= Problem requirements =
Please rewrite all the lines of the records below, requests included, and shift each number in the answers up by 11, meaning both the path coordinates and the viewBox values; leave the requests and their format samples unchanged. Omit the pictures from your output.

Outline labeling records:
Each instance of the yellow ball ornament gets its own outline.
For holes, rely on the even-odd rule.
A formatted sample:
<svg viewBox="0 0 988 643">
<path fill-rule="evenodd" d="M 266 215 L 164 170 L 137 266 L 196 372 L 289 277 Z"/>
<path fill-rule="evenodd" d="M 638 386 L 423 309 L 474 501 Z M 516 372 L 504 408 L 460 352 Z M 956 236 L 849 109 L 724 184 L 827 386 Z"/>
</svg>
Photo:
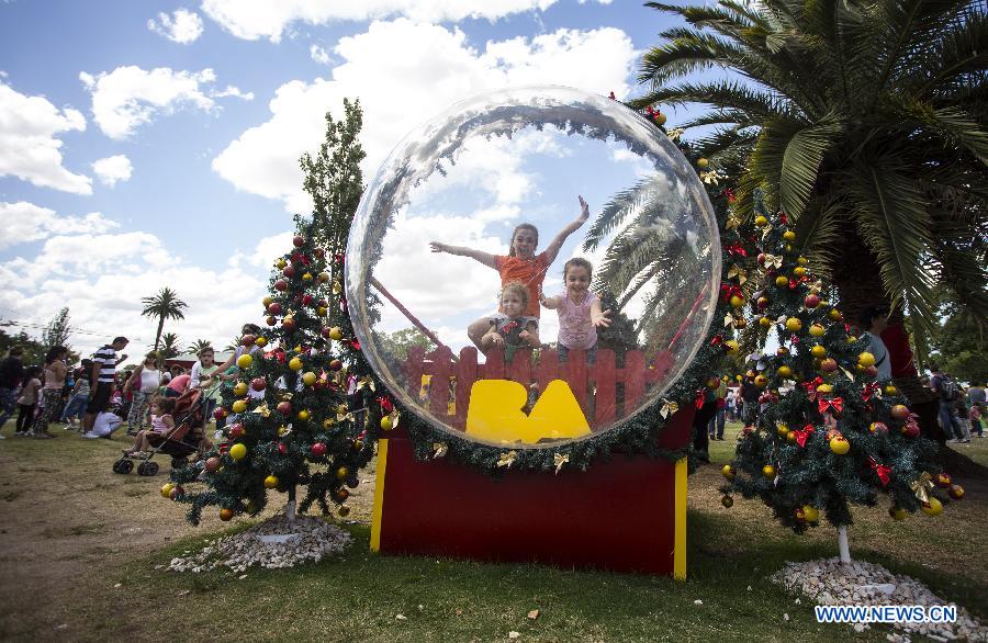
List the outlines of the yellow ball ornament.
<svg viewBox="0 0 988 643">
<path fill-rule="evenodd" d="M 921 504 L 920 509 L 927 516 L 939 516 L 943 512 L 943 505 L 936 498 L 930 497 L 930 501 Z"/>
</svg>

= Output for this exercise =
Each instance of the yellow ball ornament gets its own outline.
For holes, rely on the even-odd rule.
A formatted sample:
<svg viewBox="0 0 988 643">
<path fill-rule="evenodd" d="M 266 215 L 164 170 L 137 266 L 196 372 L 289 277 Z"/>
<path fill-rule="evenodd" d="M 638 386 L 423 309 L 474 501 Z M 516 372 L 504 408 L 460 352 Z M 956 236 L 849 109 L 724 184 L 827 386 Z"/>
</svg>
Photo:
List the outlines of the yellow ball ornament.
<svg viewBox="11 11 999 654">
<path fill-rule="evenodd" d="M 932 515 L 931 520 L 938 527 L 950 527 L 954 523 L 954 516 L 947 509 L 941 508 L 941 512 Z"/>
</svg>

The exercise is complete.